[Stored records]
BEGIN

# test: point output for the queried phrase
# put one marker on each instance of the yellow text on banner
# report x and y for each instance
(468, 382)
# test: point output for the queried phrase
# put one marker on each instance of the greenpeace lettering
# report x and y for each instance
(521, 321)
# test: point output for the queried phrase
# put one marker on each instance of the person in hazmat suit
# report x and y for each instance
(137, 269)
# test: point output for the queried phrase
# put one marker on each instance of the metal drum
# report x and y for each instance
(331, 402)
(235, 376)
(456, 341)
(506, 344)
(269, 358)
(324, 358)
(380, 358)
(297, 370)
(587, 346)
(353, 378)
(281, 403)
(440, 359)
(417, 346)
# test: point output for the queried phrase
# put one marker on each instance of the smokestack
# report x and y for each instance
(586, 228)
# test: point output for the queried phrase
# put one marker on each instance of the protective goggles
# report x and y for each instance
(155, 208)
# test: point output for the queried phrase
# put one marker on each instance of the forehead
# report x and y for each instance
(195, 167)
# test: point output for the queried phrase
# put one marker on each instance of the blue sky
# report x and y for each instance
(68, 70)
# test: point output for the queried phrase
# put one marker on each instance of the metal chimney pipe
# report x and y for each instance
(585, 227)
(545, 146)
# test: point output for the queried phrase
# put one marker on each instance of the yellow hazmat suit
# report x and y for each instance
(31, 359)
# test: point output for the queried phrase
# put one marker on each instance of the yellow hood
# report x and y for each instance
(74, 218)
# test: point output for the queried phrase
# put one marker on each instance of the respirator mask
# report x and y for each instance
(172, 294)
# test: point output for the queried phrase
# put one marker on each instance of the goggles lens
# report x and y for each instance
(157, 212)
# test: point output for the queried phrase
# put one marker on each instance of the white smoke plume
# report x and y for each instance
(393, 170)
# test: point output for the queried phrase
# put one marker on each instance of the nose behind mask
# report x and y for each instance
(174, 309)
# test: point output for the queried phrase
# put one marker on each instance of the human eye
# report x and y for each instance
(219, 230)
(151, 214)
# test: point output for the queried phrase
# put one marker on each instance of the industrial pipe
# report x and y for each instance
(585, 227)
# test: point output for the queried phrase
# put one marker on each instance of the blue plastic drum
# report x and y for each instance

END

Instructions for the task:
If a line in the entries holds the string "pipe", copy it.

Exercise result:
# put one marker on each instance of the metal chimney pipe
# put one marker on each instance of the industrial pipe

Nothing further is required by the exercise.